What is needed: Recast the stretch of the listing below, from the line containing "Exercise. Point out every instance of the red velvet" through the line containing "point(690, 454)", as a JSON list of strings with one string per line and blank lines left out. Leave the pictures out.

Extracted material:
==========

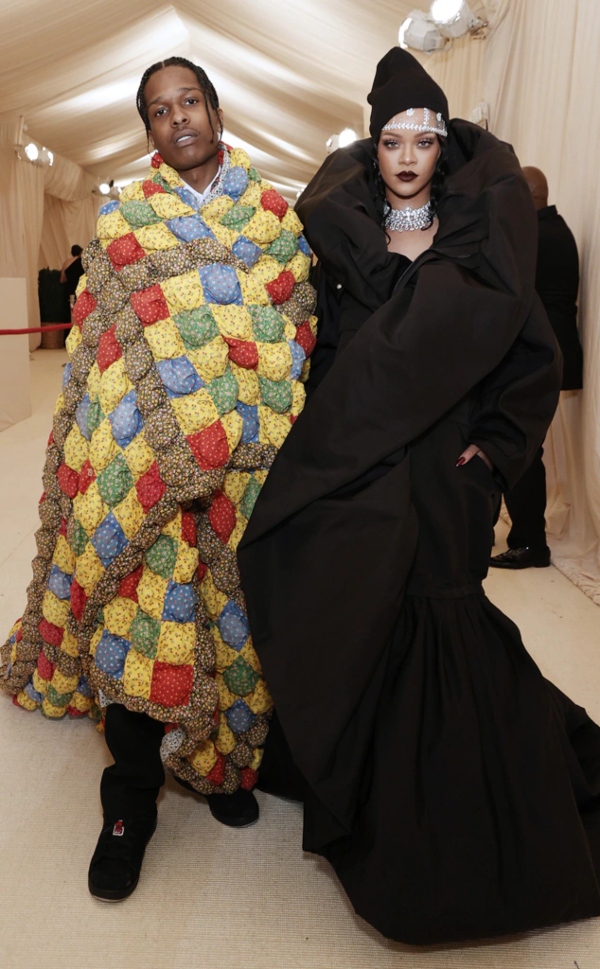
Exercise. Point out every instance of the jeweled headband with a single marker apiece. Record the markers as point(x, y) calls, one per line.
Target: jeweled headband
point(426, 126)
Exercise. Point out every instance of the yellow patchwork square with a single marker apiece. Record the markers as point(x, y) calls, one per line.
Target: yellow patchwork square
point(155, 238)
point(151, 593)
point(89, 569)
point(114, 384)
point(64, 556)
point(233, 321)
point(274, 428)
point(177, 643)
point(235, 485)
point(195, 411)
point(130, 514)
point(210, 360)
point(274, 360)
point(139, 455)
point(76, 449)
point(55, 610)
point(164, 340)
point(168, 206)
point(73, 340)
point(225, 738)
point(183, 292)
point(253, 290)
point(64, 684)
point(215, 210)
point(291, 222)
point(137, 675)
point(186, 564)
point(119, 613)
point(263, 228)
point(248, 385)
point(90, 509)
point(204, 758)
point(214, 600)
point(112, 226)
point(233, 425)
point(69, 644)
point(299, 265)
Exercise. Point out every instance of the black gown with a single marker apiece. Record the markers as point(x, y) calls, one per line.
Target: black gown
point(455, 791)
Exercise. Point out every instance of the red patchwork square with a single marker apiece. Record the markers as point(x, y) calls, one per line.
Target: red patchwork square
point(124, 251)
point(150, 487)
point(68, 480)
point(78, 600)
point(244, 353)
point(84, 305)
point(171, 685)
point(222, 516)
point(109, 350)
point(150, 305)
point(280, 289)
point(272, 201)
point(210, 446)
point(305, 338)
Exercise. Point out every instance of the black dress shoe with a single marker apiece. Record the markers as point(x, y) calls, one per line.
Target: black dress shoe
point(238, 810)
point(117, 861)
point(522, 558)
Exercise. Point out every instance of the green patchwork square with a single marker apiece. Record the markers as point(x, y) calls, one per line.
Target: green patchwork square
point(267, 324)
point(250, 495)
point(284, 248)
point(240, 678)
point(144, 633)
point(276, 394)
point(238, 216)
point(161, 556)
point(115, 481)
point(138, 214)
point(224, 392)
point(95, 416)
point(197, 327)
point(79, 538)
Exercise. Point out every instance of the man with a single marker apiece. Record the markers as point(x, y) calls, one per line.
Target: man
point(557, 283)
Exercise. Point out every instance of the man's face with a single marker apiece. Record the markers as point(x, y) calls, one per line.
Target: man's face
point(182, 130)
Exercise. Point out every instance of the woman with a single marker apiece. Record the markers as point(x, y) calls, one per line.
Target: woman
point(187, 359)
point(455, 791)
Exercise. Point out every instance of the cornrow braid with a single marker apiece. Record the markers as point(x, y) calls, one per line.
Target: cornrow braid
point(211, 98)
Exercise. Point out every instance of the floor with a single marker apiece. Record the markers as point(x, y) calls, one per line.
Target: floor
point(211, 897)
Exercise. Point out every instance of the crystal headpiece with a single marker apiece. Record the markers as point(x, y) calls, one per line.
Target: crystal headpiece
point(428, 124)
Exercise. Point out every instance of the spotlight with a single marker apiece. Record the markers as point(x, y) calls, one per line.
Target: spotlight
point(420, 32)
point(346, 137)
point(454, 18)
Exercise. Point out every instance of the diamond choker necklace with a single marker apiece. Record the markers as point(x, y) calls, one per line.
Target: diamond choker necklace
point(407, 220)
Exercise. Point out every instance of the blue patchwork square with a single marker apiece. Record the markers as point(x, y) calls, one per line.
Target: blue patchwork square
point(109, 540)
point(111, 653)
point(180, 603)
point(126, 420)
point(233, 625)
point(220, 284)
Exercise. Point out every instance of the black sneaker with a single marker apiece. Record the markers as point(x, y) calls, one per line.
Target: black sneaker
point(117, 861)
point(522, 558)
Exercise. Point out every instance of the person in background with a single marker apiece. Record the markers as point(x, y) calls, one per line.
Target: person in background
point(557, 283)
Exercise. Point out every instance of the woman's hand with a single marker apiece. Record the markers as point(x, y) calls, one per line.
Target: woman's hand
point(469, 453)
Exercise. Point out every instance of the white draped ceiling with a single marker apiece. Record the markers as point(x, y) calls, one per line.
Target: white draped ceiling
point(289, 74)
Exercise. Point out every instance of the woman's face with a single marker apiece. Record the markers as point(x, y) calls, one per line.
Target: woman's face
point(180, 126)
point(407, 160)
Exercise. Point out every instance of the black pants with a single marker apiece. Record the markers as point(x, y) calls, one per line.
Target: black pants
point(131, 786)
point(526, 504)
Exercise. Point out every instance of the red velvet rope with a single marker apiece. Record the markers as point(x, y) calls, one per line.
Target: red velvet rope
point(38, 329)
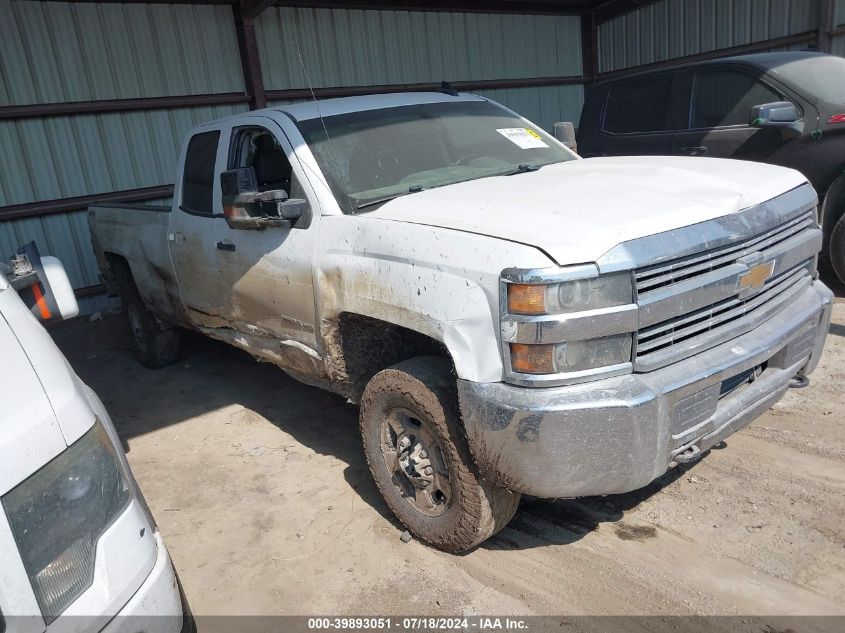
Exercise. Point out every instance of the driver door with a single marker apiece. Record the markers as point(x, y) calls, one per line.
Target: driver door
point(254, 282)
point(269, 271)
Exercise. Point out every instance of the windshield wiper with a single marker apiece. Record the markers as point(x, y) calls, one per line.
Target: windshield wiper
point(371, 203)
point(522, 169)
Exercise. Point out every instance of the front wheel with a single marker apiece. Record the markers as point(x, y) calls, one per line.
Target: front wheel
point(418, 454)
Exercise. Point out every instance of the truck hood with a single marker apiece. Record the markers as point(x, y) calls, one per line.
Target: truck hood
point(577, 211)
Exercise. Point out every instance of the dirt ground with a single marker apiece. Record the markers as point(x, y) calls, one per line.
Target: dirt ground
point(260, 488)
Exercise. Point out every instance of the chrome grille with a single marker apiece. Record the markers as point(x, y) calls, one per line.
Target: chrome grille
point(661, 275)
point(684, 284)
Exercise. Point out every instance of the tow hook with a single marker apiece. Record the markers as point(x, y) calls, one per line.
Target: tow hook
point(799, 381)
point(690, 454)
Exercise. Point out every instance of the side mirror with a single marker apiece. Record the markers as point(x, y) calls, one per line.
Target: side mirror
point(777, 114)
point(246, 208)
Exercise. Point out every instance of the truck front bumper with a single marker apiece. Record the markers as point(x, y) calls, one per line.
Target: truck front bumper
point(618, 434)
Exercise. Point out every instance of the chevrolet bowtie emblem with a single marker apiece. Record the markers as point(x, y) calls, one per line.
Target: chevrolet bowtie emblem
point(756, 277)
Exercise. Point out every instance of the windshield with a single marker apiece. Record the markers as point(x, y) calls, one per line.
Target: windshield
point(372, 156)
point(819, 78)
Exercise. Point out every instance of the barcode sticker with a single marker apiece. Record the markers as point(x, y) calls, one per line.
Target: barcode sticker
point(522, 137)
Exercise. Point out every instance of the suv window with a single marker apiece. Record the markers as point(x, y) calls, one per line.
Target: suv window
point(638, 106)
point(198, 177)
point(725, 97)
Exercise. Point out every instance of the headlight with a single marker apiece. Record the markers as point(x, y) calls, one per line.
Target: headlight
point(567, 325)
point(58, 514)
point(569, 296)
point(571, 356)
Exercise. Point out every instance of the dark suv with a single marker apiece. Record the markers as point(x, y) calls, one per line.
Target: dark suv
point(781, 108)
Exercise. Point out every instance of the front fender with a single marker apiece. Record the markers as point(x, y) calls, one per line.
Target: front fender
point(441, 283)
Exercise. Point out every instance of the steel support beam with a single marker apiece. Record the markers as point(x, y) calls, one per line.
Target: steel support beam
point(250, 59)
point(606, 11)
point(826, 14)
point(251, 9)
point(65, 205)
point(118, 105)
point(589, 46)
point(464, 86)
point(548, 7)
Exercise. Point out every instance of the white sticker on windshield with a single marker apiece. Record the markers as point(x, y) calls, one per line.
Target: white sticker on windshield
point(523, 137)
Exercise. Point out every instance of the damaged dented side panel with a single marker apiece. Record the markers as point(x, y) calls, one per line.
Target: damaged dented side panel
point(137, 234)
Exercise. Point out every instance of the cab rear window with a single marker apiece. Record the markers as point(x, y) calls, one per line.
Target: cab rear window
point(638, 106)
point(198, 178)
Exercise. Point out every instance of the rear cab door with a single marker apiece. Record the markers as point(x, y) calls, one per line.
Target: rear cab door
point(633, 116)
point(253, 282)
point(718, 99)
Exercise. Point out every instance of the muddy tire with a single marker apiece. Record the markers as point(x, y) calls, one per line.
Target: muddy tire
point(837, 249)
point(153, 343)
point(418, 454)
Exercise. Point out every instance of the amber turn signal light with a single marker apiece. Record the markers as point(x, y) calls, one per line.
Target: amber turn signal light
point(526, 299)
point(532, 359)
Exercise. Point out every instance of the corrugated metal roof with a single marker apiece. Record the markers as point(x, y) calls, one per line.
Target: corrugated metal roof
point(676, 28)
point(353, 48)
point(61, 51)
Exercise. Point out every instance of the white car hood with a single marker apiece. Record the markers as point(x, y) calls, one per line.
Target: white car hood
point(577, 211)
point(44, 407)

==========

Answer for this exercise:
[
  "Exercise. Point out every instance of the red velvet rope with a single marker apiece. Record the markers as point(x, y) calls, one per line.",
  "Target: red velvet rope",
  "point(38, 329)",
  "Exercise. Point out every instance of the driver door with a single marker apiece. Record the markers as point(x, y) calls, one per line.",
  "Target: driver door",
  "point(254, 282)",
  "point(269, 271)",
  "Exercise. Point out every instance of the windshield wiper with a single marker apiece. Record the markers as point(x, y) calls, one per line.",
  "Target: windshield wiper",
  "point(371, 203)",
  "point(522, 169)",
  "Exercise. Point out every instance of the front wheel with a single marker apiece. Record the markers as point(x, y) calls, one per line.",
  "Target: front wheel",
  "point(418, 454)",
  "Exercise. Point out every instance of the truck hood with a single marker apiece. Record the markers as point(x, y) calls, one per line.",
  "Target: truck hood",
  "point(577, 211)",
  "Exercise. Point out every instance of the dirt ground with a single marker apiece. Record the markers as point(x, y) calls, one per line.",
  "Target: dirt ground",
  "point(260, 488)",
  "Exercise. Point out every instance of the chrome grille with a single marker apiece. Record the markers as point(x, y) calls, one per line.",
  "Target: chrome grille",
  "point(661, 275)",
  "point(684, 284)",
  "Exercise. Point out every instance of the tow hook with a single marker apiece. Record the markers as point(x, y) calls, one per line.",
  "Target: tow hook",
  "point(799, 381)",
  "point(690, 454)"
]